SOURCE DOCUMENT:
Hernando Delfin Carmelo Arreza Iriberri (born April 22, 1960) is a retired Filipino soldier, and was Chief of Staff of the Armed Forces of the Philippines from July 2015 to April 2016. He had previously been the 56th Commanding General of the Philippine Army since February 7, 2014.

Biography 

Iriberri was commissioned in the AFP Regular Force in March 1983 after his graduation from the Philippine Military Academy. Aside from mainly serving as an infantryman, he was also involved in other fields of the Army such as intelligence, public relations and staff functions. Iriberri was involved in international peace support operations.

He had served as spokesman under the term of Voltaire Gazmin (the incumbent Secretary of National Defense) as Commanding General, and Senior Military Assistant at the same department before becoming Commander of the Army's 503rd Brigade in Abra and later Chief of the 7th Infantry Division.

Philippine Army
Iriberri, who was a Major General at that time, was named Commanding General of the Philippine Army, replacing Lt. Gen. Noel A. Coballes on February 7, 2014 when the latter had reached the mandatory retirement age of 56.  Iriberri was promoted to the rank of Lieutenant General on March 31, 2014.

[Collected data]

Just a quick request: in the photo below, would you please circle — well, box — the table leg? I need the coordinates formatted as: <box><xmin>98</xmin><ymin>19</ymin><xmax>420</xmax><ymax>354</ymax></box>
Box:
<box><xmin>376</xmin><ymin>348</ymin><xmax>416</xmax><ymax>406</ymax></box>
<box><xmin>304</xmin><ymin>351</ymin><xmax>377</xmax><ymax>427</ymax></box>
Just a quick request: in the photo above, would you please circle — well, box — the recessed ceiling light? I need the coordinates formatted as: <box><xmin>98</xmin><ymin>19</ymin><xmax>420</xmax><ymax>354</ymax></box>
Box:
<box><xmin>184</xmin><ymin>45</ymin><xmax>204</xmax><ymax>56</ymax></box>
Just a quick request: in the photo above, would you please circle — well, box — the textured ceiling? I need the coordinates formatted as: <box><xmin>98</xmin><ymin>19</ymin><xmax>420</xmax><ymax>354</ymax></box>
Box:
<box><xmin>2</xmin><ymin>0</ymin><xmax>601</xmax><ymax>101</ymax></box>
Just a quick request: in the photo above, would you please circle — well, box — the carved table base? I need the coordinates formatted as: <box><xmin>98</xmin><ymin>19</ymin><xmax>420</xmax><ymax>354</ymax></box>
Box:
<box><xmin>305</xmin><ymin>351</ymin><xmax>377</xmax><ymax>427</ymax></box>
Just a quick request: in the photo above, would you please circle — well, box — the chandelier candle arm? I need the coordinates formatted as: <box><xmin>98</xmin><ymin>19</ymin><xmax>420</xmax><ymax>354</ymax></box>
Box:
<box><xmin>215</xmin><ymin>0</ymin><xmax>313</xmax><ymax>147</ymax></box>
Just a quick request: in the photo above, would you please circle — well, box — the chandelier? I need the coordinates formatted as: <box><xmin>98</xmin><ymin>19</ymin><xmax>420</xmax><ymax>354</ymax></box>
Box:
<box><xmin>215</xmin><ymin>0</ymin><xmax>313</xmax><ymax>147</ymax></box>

COMPLETE THE FOLLOWING:
1. Answer these questions from the biography of Hernando Iriberri:
(a) In what month and year was he commissioned in the AFP Regular Force?
(b) Which brigade did he command, and in what province?
(c) On what date was he promoted to Lieutenant General?
2. Carry on the biography of Hernando Iriberri, picking up right after its final sentence.
The collected data plays no part in any of this.

TASK ANSWERS:
1.
(a) March 1983
(b) The Army's 503rd Brigade, in Abra
(c) March 31, 2014

2.
Chief of Staff
On July 10, 2015, Iriberri was appointed as the 46th Chief of Staff of the Armed Forces of the Philippines at a ceremony in Camp Aguinaldo in Quezon City.

Iriberri's retirement officially took effect on April 22, 2016.

Awards
  Philippine Republic Presidential Unit Citation
  Philippine Legion of Honor -Officer
  Anti-Dissidence Campaign Medal
  Luzon Anti Dissidence Campaign Medal
  Gold Cross (Philippines)
  Parangal sa Kapanalig ng Sandatahang Lakas ng Pilipinas
  United Nations Service Medal 
  Military Civic Action Medal 
  Military Commendation Medal
  Military Merit Medal (Philippines)
  Mindanao Anti-dissidence Campaign Medal
  Disaster Relief and Rehabilitation Operations Ribbon
  Combat Commander's Badge (Philippines)
   Distinguished Service Star
  Outstanding Achievement Medal
   Silver Wing Medal
  Bronze Cross Medals
   Gawad sa Kaunlaran
  Malaysian Armed Forces Order of Valor, First Commander
  Scout Ranger Badge
  Combat Commander's Badge (Philippines)

References 

1960 births
Living people
Chairmen of the Joint Chiefs (Philippines)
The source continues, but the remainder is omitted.